Task to carry out:
Up to and including the line with "positive clicks: (865, 213) (379, 235)", output the records exactly as they appear.

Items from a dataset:
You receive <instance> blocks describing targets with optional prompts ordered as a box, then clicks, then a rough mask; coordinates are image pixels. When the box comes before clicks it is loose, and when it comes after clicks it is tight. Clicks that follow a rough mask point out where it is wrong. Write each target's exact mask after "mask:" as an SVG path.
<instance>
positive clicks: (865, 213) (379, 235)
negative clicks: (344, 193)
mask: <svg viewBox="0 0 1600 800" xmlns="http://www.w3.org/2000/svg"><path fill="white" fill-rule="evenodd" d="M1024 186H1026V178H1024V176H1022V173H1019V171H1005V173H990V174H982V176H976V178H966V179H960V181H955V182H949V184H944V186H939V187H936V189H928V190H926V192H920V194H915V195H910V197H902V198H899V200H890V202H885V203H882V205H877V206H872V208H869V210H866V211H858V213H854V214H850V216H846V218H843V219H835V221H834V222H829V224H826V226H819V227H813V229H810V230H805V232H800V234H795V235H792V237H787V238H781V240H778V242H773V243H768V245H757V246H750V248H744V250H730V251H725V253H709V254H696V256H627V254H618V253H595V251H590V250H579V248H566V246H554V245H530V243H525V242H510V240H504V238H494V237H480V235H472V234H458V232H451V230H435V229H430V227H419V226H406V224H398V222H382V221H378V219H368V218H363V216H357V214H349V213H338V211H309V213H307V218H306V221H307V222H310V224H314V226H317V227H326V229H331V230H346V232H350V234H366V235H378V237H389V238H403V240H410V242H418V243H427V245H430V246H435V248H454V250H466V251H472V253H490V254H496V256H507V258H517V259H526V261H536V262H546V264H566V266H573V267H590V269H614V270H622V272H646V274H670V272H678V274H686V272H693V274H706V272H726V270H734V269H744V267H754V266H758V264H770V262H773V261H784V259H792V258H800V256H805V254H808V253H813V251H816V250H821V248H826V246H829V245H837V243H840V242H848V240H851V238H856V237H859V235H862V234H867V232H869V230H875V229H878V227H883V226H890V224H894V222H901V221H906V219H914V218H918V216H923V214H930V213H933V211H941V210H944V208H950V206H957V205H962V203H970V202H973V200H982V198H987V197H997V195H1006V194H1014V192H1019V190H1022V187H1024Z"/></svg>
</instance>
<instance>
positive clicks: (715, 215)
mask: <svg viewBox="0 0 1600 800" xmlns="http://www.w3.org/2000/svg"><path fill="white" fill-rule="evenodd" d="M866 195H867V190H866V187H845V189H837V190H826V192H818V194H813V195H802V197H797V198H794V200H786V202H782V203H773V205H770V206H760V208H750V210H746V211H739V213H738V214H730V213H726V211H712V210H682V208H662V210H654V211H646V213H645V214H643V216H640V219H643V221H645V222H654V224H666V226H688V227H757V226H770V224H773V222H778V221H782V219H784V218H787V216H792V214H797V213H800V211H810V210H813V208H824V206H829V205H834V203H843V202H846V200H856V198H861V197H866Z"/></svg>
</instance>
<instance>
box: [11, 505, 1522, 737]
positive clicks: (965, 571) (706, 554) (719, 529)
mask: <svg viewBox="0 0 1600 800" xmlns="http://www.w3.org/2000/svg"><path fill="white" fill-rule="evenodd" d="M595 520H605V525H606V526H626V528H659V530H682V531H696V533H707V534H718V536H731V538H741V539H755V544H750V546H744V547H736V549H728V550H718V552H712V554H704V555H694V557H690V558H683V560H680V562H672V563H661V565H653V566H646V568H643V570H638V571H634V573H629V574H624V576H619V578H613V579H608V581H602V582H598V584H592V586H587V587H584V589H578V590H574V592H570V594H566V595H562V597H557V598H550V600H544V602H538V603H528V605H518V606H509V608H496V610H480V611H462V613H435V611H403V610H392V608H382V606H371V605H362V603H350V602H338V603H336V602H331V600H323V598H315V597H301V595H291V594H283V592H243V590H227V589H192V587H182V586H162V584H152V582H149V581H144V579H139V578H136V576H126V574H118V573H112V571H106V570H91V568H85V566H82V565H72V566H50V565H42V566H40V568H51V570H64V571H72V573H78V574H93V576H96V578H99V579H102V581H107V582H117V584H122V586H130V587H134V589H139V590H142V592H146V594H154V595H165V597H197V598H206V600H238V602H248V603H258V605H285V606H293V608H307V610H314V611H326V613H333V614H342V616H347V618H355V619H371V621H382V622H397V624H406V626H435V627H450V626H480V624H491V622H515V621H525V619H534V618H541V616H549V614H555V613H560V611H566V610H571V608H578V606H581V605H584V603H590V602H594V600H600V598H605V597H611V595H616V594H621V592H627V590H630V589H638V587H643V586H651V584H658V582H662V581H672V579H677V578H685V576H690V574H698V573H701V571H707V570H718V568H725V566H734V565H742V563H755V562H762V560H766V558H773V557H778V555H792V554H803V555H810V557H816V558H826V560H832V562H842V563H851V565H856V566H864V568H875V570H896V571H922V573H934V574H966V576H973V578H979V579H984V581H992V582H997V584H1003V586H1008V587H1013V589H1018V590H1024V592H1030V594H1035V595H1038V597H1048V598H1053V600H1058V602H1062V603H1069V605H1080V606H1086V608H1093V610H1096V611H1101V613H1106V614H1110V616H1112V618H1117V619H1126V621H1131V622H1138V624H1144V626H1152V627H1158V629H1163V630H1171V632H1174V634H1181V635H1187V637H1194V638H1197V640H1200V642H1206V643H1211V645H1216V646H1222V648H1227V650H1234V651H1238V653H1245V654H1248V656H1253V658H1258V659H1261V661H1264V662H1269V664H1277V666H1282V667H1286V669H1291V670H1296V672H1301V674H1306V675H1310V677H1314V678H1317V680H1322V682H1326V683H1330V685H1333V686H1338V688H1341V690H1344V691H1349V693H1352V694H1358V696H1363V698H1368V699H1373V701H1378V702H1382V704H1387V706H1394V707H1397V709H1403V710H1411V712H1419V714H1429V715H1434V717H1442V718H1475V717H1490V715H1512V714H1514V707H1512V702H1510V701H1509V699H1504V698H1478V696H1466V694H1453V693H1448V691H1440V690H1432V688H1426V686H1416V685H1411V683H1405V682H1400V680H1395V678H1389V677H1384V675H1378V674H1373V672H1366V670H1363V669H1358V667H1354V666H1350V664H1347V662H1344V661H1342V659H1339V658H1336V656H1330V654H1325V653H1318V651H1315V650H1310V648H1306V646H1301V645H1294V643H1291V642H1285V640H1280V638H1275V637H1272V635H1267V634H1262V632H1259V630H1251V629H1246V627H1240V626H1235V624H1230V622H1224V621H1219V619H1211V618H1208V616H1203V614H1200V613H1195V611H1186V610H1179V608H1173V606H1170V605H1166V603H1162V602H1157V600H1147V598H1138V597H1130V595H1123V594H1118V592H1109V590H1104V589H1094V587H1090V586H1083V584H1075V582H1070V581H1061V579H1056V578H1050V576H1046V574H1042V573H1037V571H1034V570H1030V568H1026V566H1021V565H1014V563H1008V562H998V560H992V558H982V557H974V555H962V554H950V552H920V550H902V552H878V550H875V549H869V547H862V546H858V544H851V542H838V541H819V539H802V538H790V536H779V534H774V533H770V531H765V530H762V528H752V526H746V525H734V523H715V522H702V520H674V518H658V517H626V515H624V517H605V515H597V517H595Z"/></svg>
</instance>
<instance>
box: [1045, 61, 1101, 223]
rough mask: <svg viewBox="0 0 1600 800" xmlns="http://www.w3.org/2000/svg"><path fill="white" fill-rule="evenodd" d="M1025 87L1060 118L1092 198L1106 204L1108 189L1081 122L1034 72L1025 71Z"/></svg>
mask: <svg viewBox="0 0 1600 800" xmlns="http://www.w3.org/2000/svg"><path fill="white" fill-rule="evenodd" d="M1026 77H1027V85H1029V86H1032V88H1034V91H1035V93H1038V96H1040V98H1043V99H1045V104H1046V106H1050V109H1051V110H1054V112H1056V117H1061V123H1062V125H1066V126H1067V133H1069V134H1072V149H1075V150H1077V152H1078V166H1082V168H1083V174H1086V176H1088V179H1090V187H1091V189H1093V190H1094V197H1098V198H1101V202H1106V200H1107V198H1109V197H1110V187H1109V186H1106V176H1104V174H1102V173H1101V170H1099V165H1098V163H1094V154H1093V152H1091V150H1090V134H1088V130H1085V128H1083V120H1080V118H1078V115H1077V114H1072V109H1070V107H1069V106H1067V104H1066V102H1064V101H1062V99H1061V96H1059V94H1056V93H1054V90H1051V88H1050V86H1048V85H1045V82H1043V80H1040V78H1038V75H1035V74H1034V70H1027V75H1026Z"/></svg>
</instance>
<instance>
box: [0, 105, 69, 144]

Task output:
You receive <instance> blocks describing targets with optional prompts ordered as a box, then clicks, then a rough mask; coordinates are image pixels. When the box comes before clicks it is loose, and when it comes after clicks it is tight. Clicks that follow a rough mask point out where it is wrong. Write each target's exact mask after "mask:" as an SVG path.
<instance>
positive clicks: (865, 213) (379, 235)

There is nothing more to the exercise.